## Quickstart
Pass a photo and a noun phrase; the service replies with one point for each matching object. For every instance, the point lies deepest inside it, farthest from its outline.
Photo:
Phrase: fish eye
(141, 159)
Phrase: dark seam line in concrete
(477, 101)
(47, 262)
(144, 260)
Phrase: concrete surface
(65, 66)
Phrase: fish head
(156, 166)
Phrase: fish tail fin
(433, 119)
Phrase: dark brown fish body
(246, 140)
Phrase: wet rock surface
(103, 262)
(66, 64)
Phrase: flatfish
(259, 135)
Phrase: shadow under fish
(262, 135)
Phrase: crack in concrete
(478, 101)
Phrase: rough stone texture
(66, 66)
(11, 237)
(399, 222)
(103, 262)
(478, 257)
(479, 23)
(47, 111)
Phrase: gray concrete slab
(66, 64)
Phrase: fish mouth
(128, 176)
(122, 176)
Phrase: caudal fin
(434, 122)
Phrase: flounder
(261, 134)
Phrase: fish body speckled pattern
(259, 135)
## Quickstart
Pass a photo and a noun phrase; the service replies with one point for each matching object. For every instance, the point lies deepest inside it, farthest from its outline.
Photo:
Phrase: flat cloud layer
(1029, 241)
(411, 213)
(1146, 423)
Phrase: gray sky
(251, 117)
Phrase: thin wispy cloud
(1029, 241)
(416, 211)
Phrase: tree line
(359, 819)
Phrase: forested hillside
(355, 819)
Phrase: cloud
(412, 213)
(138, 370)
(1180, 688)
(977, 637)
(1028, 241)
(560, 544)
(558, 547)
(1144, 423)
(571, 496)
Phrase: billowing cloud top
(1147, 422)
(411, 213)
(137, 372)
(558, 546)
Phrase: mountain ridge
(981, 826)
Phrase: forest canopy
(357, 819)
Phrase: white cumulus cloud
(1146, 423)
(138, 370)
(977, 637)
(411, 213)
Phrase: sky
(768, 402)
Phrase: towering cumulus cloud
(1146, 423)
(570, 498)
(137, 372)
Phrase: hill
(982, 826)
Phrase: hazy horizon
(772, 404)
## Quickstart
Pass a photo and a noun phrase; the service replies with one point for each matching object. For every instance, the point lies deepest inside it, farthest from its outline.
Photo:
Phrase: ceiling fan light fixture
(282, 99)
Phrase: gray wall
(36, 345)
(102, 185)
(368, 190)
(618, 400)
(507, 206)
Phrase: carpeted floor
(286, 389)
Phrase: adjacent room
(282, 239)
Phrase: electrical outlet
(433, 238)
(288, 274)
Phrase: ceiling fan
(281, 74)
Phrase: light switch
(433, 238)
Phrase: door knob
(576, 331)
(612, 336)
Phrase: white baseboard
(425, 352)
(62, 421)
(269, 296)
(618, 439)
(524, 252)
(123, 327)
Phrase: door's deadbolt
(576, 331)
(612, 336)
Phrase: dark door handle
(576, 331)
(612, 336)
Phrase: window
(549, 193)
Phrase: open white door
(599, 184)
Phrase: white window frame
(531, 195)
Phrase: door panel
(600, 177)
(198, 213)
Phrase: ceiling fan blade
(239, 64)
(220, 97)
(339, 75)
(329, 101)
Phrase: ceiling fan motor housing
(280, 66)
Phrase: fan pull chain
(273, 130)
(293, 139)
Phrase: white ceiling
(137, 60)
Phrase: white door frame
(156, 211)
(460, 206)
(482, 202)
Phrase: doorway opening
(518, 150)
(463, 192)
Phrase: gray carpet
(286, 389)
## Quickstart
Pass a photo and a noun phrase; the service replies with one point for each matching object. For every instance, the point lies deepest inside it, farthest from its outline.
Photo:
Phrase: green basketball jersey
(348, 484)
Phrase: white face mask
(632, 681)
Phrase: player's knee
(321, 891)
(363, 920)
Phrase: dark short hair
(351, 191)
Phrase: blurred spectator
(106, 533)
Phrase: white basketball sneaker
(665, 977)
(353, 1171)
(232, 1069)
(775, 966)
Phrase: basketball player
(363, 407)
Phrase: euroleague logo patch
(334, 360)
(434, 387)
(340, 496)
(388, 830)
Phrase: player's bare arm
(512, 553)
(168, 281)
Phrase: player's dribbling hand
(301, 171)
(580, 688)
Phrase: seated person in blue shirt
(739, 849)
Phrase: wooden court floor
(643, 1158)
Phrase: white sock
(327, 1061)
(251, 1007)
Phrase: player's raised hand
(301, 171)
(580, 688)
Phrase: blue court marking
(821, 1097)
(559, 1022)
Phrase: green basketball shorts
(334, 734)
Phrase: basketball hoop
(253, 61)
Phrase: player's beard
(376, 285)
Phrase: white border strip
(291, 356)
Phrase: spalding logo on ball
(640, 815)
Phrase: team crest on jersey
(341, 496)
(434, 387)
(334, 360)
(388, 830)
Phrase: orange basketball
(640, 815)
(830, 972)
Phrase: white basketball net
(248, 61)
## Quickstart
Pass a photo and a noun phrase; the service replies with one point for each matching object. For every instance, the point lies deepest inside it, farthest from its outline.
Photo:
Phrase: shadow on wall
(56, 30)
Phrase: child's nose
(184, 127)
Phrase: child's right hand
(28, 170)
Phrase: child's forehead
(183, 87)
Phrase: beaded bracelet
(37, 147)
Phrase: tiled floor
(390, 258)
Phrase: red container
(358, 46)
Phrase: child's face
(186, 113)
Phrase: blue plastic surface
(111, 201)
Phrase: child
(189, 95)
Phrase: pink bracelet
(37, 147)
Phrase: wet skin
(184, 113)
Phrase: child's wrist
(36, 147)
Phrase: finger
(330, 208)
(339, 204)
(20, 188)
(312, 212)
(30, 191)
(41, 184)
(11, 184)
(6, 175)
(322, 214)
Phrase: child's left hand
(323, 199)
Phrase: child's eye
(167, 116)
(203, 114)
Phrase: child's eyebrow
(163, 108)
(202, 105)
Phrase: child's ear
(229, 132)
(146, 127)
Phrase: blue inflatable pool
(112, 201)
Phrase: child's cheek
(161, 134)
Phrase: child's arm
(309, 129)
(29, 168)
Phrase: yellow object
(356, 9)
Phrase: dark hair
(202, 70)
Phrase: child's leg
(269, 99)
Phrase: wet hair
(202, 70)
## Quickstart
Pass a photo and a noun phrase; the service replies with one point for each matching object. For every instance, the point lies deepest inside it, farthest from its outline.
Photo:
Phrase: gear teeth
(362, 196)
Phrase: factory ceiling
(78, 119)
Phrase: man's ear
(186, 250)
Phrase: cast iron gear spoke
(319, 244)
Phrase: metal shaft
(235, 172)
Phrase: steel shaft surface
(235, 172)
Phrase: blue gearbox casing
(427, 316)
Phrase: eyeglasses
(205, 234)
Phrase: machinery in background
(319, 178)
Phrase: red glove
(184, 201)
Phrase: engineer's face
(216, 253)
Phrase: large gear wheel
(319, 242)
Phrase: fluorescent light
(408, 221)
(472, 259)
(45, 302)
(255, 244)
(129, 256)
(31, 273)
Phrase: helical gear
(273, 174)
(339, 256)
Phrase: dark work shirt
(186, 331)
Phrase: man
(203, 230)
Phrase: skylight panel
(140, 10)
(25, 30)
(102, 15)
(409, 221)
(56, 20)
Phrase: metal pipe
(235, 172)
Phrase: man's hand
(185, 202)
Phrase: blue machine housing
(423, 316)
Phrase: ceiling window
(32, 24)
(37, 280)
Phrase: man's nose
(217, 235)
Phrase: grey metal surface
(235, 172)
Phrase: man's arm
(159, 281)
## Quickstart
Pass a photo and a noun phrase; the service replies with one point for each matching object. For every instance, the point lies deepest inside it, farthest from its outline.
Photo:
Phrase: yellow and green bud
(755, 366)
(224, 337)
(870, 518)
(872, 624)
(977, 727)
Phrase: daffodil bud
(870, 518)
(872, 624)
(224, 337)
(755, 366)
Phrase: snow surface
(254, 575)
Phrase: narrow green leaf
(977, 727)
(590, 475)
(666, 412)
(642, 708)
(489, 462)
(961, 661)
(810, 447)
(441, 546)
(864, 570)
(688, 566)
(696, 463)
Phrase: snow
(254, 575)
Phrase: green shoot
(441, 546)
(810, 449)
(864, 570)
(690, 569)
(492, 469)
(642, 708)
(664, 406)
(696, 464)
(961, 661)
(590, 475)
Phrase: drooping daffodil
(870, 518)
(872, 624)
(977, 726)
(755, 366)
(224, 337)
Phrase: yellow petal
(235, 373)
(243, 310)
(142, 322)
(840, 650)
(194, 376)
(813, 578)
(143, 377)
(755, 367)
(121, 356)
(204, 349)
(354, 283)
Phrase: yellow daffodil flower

▸ TASK TO CARRY OUT
Transcribe only the trailing portion of the entries above: the line that contains "Phrase: large gear wheel" and each line after it.

▸ FULL ANSWER
Phrase: large gear wheel
(319, 242)
Phrase: fluorescent light
(408, 221)
(472, 259)
(45, 302)
(255, 244)
(129, 256)
(31, 273)
Phrase: helical gear
(273, 174)
(339, 256)
Phrase: dark work shirt
(186, 331)
Phrase: man
(203, 230)
Phrase: skylight panel
(140, 10)
(25, 30)
(102, 15)
(409, 221)
(56, 20)
Phrase: metal pipe
(235, 172)
Phrase: man's hand
(185, 202)
Phrase: blue machine housing
(423, 316)
Phrase: ceiling window
(32, 24)
(37, 280)
Phrase: man's nose
(217, 235)
Phrase: grey metal surface
(235, 172)
Phrase: man's arm
(159, 281)
## Quickstart
Pass a photo and a noun phrase; the service replies with one point for each matching object. For every instance, the point lies deepest inside it, farthest from its outline.
Photo:
Phrase: yellow and green bud
(755, 366)
(224, 337)
(870, 518)
(872, 624)
(977, 727)
Phrase: daffodil bud
(870, 518)
(872, 624)
(224, 337)
(755, 366)
Phrase: snow surface
(254, 575)
Phrase: narrow green leaf
(977, 727)
(590, 475)
(666, 412)
(642, 708)
(489, 462)
(961, 661)
(810, 447)
(441, 546)
(864, 570)
(688, 566)
(696, 463)
Phrase: snow
(254, 575)
Phrase: green shoot
(441, 546)
(810, 449)
(864, 570)
(690, 569)
(492, 469)
(642, 708)
(664, 406)
(696, 464)
(961, 661)
(590, 475)
Phrase: drooping daffodil
(870, 518)
(872, 624)
(977, 726)
(755, 366)
(224, 337)
Phrase: yellow petal
(235, 373)
(243, 310)
(142, 322)
(840, 650)
(194, 376)
(813, 578)
(143, 377)
(755, 367)
(121, 356)
(204, 349)
(354, 283)
Phrase: yellow daffodil flower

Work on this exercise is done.